## BRIEF
Which lines in the records below contain the word "grapes"? Pick out and copy each one, treating uppercase and lowercase as different.

(Some records)
==*==
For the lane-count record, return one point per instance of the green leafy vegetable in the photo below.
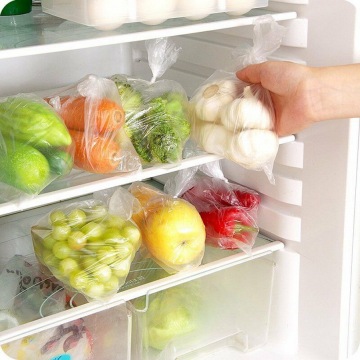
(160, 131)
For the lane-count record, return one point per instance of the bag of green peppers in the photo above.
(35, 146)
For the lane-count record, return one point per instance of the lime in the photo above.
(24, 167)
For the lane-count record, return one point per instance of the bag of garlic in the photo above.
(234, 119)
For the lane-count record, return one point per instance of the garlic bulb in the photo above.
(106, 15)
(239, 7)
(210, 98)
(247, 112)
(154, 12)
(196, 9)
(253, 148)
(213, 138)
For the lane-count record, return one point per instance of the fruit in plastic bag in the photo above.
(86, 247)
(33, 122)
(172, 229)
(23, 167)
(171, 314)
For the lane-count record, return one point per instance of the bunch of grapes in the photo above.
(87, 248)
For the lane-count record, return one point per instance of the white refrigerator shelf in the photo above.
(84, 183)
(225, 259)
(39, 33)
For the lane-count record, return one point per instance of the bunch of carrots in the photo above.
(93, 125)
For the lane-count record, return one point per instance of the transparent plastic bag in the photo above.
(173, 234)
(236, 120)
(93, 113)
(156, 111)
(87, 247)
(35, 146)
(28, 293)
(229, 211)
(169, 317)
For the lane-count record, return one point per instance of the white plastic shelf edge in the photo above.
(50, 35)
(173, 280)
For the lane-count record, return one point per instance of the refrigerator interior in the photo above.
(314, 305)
==*==
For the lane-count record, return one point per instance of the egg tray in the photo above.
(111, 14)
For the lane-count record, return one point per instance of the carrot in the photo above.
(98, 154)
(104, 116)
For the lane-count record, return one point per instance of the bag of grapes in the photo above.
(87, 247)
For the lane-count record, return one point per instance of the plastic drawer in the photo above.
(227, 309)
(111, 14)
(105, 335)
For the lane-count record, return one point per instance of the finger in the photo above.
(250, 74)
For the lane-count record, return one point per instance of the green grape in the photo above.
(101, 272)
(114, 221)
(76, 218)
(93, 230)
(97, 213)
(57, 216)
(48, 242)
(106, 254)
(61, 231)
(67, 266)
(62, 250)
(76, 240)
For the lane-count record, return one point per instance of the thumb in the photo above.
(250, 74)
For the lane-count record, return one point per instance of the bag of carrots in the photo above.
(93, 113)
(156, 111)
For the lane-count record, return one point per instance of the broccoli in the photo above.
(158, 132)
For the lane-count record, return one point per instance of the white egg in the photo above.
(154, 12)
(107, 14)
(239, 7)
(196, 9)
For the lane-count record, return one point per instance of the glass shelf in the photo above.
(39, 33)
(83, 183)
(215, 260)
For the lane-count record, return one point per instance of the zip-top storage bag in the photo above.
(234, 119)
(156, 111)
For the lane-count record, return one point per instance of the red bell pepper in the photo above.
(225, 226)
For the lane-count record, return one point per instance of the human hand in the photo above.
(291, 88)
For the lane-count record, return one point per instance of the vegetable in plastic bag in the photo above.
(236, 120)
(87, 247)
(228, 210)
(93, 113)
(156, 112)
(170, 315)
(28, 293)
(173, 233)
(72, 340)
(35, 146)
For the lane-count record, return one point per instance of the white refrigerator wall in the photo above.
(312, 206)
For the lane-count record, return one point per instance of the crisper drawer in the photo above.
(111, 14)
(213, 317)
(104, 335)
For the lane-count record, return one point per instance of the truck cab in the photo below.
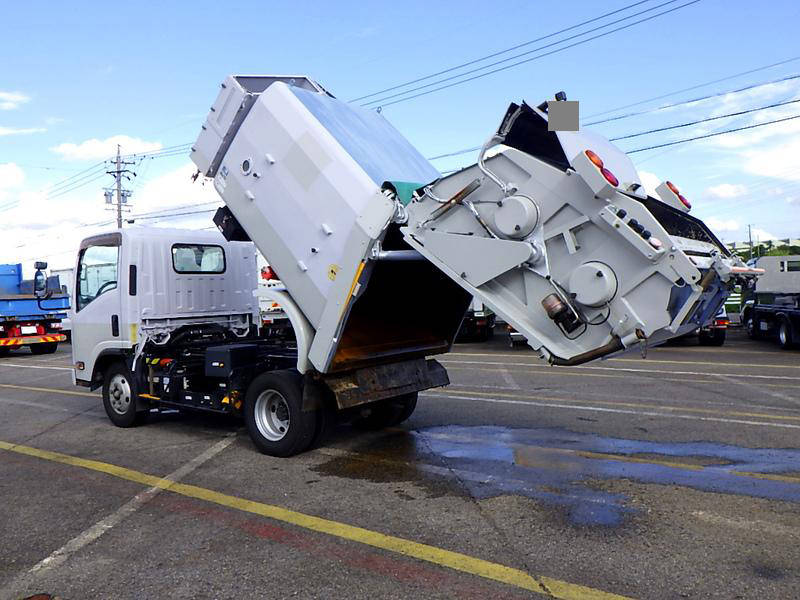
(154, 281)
==*==
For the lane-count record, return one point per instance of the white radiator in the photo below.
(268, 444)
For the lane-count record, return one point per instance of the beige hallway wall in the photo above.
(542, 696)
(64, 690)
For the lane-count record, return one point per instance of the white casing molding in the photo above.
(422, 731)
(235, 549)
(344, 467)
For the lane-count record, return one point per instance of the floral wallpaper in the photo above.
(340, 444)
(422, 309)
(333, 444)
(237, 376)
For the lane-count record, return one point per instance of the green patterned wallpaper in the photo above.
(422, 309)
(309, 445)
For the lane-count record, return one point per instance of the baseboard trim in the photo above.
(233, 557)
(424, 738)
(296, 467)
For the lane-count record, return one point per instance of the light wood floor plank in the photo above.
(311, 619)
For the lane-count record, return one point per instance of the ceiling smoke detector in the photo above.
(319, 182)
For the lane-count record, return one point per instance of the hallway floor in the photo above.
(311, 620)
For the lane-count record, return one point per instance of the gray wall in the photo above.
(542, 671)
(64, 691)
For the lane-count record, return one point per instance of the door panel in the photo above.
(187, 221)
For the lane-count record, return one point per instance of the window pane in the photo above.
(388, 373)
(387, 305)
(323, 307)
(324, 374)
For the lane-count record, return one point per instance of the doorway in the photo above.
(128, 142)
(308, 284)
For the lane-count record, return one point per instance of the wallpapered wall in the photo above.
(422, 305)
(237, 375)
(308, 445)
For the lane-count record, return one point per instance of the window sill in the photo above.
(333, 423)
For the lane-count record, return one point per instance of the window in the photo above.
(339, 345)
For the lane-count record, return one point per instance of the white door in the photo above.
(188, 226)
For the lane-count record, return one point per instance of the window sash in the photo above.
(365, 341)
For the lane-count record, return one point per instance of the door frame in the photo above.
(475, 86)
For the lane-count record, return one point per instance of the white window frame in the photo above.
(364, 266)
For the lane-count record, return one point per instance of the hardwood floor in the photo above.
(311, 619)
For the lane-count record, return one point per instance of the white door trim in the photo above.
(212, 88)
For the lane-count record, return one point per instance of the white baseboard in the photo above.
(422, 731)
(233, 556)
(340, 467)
==*==
## COMPLETED TASK
For the lane-count record, return one point per instance of the bunch of grapes in the photo above.
For the lane-count record, return one point per instance of the bag of grapes in the photo above.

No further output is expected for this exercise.